YOUR GOAL: Skip the pictures, please, and write out exactly the lines from the opening of the data through the line containing "Target: car taillight".

(DATA EXCERPTS)

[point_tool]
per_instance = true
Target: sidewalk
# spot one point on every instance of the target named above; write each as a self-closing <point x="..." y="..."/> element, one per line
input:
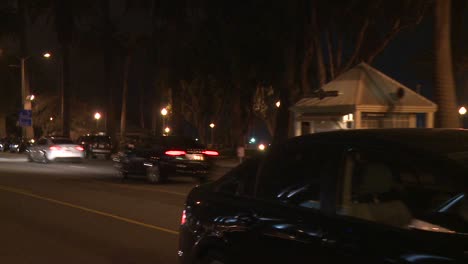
<point x="13" y="157"/>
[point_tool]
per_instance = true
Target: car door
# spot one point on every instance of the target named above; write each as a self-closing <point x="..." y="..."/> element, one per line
<point x="292" y="187"/>
<point x="387" y="209"/>
<point x="225" y="216"/>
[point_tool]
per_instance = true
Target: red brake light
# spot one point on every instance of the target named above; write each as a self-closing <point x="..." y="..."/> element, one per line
<point x="210" y="152"/>
<point x="183" y="220"/>
<point x="175" y="152"/>
<point x="80" y="148"/>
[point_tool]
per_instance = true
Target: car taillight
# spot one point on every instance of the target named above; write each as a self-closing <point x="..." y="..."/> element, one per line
<point x="80" y="148"/>
<point x="175" y="152"/>
<point x="183" y="220"/>
<point x="210" y="152"/>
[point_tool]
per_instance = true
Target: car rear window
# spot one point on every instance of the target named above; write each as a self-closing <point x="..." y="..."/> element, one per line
<point x="62" y="141"/>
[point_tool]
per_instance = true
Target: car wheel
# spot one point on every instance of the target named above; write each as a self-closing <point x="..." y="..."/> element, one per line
<point x="153" y="175"/>
<point x="202" y="179"/>
<point x="44" y="158"/>
<point x="122" y="174"/>
<point x="213" y="257"/>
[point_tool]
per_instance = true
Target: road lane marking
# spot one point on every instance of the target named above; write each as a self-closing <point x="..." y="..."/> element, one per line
<point x="147" y="189"/>
<point x="123" y="219"/>
<point x="77" y="167"/>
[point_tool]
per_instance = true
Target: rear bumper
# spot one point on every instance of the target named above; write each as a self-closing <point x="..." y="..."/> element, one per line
<point x="63" y="155"/>
<point x="188" y="168"/>
<point x="101" y="151"/>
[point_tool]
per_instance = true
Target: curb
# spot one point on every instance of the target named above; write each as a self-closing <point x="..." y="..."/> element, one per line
<point x="14" y="160"/>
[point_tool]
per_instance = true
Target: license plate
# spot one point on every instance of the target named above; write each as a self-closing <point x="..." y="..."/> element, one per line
<point x="194" y="156"/>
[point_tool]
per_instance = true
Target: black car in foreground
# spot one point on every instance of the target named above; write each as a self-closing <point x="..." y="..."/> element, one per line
<point x="166" y="156"/>
<point x="357" y="196"/>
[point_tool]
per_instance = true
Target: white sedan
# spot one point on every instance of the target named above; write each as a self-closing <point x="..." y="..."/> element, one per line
<point x="50" y="149"/>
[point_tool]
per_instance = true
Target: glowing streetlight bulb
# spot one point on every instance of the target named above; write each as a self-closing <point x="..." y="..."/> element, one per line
<point x="462" y="110"/>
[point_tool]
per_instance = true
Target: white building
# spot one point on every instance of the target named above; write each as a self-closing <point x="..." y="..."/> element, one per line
<point x="367" y="98"/>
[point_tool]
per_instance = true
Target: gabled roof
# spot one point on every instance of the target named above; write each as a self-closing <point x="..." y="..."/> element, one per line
<point x="367" y="89"/>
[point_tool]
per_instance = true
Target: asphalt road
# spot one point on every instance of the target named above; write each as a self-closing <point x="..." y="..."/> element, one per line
<point x="84" y="213"/>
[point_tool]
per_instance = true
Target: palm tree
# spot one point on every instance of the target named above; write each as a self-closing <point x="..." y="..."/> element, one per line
<point x="444" y="92"/>
<point x="64" y="24"/>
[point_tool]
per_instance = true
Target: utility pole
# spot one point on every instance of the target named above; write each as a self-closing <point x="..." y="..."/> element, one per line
<point x="26" y="131"/>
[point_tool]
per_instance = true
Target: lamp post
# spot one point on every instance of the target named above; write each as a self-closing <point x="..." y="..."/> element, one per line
<point x="462" y="111"/>
<point x="212" y="128"/>
<point x="164" y="113"/>
<point x="26" y="98"/>
<point x="97" y="116"/>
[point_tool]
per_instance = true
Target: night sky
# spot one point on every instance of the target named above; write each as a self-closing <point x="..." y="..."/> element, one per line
<point x="407" y="59"/>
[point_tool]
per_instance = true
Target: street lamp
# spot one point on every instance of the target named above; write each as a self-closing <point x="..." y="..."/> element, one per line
<point x="97" y="116"/>
<point x="164" y="112"/>
<point x="462" y="111"/>
<point x="212" y="126"/>
<point x="27" y="131"/>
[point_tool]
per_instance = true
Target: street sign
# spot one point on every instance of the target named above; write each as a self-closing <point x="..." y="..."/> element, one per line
<point x="25" y="118"/>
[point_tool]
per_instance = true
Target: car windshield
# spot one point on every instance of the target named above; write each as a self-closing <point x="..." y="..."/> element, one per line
<point x="62" y="141"/>
<point x="180" y="142"/>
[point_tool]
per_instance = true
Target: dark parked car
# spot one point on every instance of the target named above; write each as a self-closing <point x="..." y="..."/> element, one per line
<point x="162" y="157"/>
<point x="96" y="145"/>
<point x="5" y="144"/>
<point x="19" y="145"/>
<point x="360" y="196"/>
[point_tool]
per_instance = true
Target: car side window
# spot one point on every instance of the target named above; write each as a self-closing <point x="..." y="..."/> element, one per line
<point x="240" y="180"/>
<point x="295" y="173"/>
<point x="402" y="192"/>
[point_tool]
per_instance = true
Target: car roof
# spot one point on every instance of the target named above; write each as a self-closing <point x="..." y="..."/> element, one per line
<point x="433" y="140"/>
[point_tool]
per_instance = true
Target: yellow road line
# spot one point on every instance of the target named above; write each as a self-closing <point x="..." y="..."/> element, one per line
<point x="124" y="219"/>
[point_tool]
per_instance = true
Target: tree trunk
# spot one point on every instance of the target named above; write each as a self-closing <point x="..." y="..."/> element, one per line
<point x="331" y="60"/>
<point x="444" y="92"/>
<point x="2" y="125"/>
<point x="177" y="117"/>
<point x="64" y="27"/>
<point x="107" y="57"/>
<point x="142" y="107"/>
<point x="305" y="70"/>
<point x="321" y="71"/>
<point x="237" y="123"/>
<point x="123" y="115"/>
<point x="65" y="90"/>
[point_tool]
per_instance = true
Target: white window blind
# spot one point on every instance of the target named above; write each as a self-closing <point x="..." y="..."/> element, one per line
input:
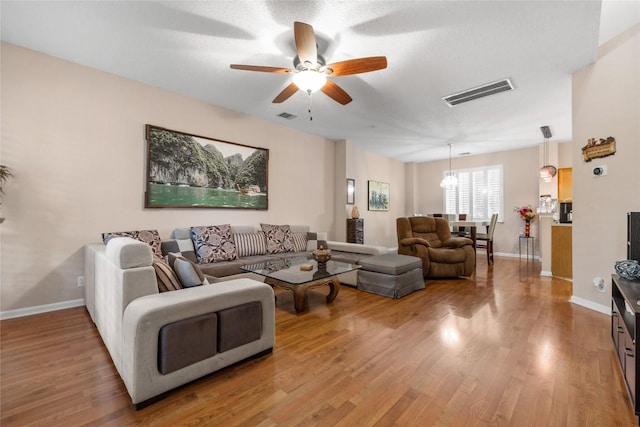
<point x="479" y="193"/>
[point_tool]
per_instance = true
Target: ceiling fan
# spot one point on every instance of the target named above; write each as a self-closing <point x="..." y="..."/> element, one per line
<point x="310" y="71"/>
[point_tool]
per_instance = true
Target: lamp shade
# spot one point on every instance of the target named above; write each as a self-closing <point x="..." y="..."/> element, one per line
<point x="449" y="181"/>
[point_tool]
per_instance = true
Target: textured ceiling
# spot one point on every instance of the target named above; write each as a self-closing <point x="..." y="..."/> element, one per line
<point x="433" y="49"/>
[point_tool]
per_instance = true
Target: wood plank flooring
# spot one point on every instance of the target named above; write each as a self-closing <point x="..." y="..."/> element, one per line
<point x="504" y="348"/>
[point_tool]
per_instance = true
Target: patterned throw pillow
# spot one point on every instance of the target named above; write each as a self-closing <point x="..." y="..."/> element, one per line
<point x="166" y="277"/>
<point x="214" y="243"/>
<point x="279" y="238"/>
<point x="150" y="237"/>
<point x="182" y="247"/>
<point x="249" y="244"/>
<point x="299" y="241"/>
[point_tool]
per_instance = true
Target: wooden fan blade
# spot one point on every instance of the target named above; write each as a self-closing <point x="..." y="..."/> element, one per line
<point x="305" y="43"/>
<point x="285" y="94"/>
<point x="260" y="68"/>
<point x="336" y="93"/>
<point x="357" y="66"/>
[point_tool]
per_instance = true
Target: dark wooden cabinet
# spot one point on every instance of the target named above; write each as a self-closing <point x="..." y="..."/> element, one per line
<point x="355" y="230"/>
<point x="625" y="329"/>
<point x="633" y="235"/>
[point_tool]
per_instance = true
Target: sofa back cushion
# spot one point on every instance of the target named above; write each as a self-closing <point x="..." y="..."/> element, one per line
<point x="214" y="243"/>
<point x="299" y="241"/>
<point x="187" y="272"/>
<point x="150" y="237"/>
<point x="250" y="244"/>
<point x="279" y="238"/>
<point x="126" y="252"/>
<point x="183" y="247"/>
<point x="166" y="277"/>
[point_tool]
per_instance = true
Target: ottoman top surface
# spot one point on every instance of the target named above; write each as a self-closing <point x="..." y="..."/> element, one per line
<point x="392" y="264"/>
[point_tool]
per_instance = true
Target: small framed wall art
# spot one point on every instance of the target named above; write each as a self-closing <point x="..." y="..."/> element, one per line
<point x="351" y="191"/>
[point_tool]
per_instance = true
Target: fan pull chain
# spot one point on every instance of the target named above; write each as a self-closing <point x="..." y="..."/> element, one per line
<point x="310" y="104"/>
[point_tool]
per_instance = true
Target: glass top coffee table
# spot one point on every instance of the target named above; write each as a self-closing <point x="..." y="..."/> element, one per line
<point x="286" y="273"/>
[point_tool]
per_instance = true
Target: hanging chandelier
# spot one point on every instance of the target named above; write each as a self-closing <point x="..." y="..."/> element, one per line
<point x="547" y="172"/>
<point x="449" y="181"/>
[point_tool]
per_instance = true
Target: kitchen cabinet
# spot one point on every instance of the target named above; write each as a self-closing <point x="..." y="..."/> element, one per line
<point x="625" y="327"/>
<point x="565" y="185"/>
<point x="562" y="251"/>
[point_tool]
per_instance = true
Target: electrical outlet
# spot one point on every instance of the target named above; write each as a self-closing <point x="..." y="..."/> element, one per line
<point x="598" y="282"/>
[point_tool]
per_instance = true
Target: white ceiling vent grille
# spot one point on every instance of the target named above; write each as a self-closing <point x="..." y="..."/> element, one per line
<point x="478" y="92"/>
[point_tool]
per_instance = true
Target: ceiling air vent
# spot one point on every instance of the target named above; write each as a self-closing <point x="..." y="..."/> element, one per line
<point x="478" y="92"/>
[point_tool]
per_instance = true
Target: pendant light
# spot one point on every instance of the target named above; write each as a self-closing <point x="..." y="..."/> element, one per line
<point x="449" y="181"/>
<point x="547" y="172"/>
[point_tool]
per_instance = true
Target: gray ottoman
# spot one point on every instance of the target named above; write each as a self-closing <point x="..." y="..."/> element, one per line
<point x="390" y="275"/>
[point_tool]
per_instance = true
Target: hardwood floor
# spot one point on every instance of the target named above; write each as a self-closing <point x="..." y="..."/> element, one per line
<point x="502" y="348"/>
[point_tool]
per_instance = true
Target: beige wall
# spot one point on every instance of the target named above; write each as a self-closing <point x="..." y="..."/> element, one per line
<point x="361" y="165"/>
<point x="74" y="137"/>
<point x="521" y="178"/>
<point x="605" y="103"/>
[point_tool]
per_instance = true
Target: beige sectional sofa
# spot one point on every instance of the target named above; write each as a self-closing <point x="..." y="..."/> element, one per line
<point x="161" y="340"/>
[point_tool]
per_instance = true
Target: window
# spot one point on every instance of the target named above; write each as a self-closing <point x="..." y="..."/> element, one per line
<point x="479" y="193"/>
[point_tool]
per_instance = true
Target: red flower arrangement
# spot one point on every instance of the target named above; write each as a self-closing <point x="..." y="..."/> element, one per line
<point x="526" y="212"/>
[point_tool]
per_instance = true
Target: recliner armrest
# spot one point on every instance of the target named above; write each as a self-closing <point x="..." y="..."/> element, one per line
<point x="409" y="241"/>
<point x="457" y="242"/>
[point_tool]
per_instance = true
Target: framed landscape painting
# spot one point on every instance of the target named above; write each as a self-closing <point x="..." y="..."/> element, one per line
<point x="378" y="196"/>
<point x="191" y="171"/>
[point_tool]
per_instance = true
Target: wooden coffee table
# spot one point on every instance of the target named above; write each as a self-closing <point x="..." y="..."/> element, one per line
<point x="285" y="273"/>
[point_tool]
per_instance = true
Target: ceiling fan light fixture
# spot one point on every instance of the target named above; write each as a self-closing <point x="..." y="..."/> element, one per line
<point x="309" y="80"/>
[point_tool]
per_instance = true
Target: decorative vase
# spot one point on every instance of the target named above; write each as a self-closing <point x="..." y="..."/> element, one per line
<point x="354" y="212"/>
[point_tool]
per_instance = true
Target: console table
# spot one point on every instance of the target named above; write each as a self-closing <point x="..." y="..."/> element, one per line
<point x="355" y="230"/>
<point x="625" y="330"/>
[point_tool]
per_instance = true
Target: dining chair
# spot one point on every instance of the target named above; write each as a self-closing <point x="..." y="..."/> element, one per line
<point x="460" y="231"/>
<point x="485" y="240"/>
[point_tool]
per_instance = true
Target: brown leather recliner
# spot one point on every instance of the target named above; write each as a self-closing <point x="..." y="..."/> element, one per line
<point x="430" y="240"/>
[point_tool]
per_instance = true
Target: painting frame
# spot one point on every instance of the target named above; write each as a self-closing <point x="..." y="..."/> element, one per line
<point x="185" y="170"/>
<point x="351" y="191"/>
<point x="378" y="195"/>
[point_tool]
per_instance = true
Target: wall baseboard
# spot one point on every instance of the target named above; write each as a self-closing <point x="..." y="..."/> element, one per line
<point x="28" y="311"/>
<point x="591" y="305"/>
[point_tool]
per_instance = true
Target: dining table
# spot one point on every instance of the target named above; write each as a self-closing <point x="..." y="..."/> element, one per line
<point x="473" y="227"/>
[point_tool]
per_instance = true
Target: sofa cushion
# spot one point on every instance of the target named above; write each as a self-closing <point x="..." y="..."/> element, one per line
<point x="126" y="252"/>
<point x="183" y="247"/>
<point x="166" y="277"/>
<point x="188" y="272"/>
<point x="186" y="342"/>
<point x="299" y="241"/>
<point x="214" y="243"/>
<point x="249" y="244"/>
<point x="239" y="325"/>
<point x="150" y="237"/>
<point x="278" y="237"/>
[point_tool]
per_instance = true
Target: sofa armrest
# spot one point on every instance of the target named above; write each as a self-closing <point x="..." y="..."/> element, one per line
<point x="357" y="248"/>
<point x="144" y="317"/>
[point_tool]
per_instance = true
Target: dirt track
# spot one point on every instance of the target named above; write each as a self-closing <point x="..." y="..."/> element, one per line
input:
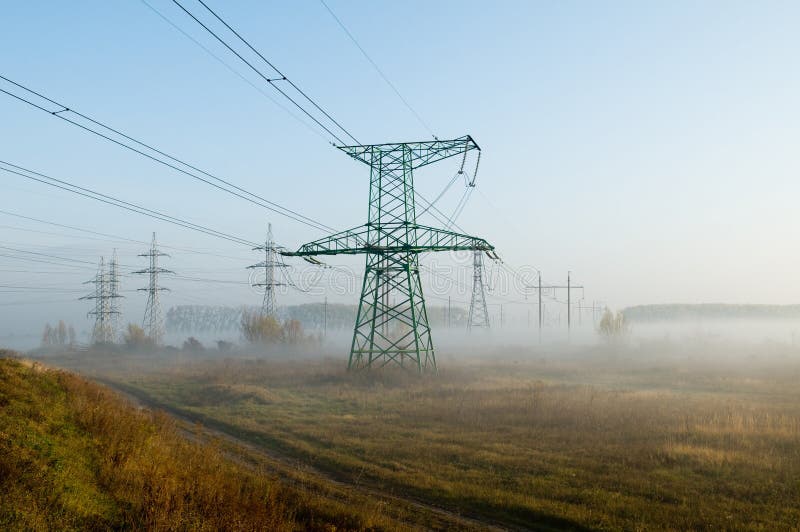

(End DATA EXCERPTS)

EXERCISE SOLUTION:
[point_tool]
per_instance = true
Target: sidewalk
# spot one point on every instance of the target named above; write each as a self-closing <point x="..." y="..."/> element, one per line
input:
<point x="13" y="157"/>
[point_tool]
per_instance = true
Target: car door
# spot one point on every instance of the target named above; write each as a self-closing <point x="..." y="..."/> element, one per line
<point x="292" y="187"/>
<point x="387" y="209"/>
<point x="225" y="216"/>
[point_tool]
per_instance = true
Target: red brake light
# spot one point on every instance of the target named above; write each as a self-closing <point x="..." y="..."/> element, one per line
<point x="210" y="152"/>
<point x="183" y="220"/>
<point x="175" y="152"/>
<point x="80" y="148"/>
[point_tool]
per_instance = true
Target: car taillight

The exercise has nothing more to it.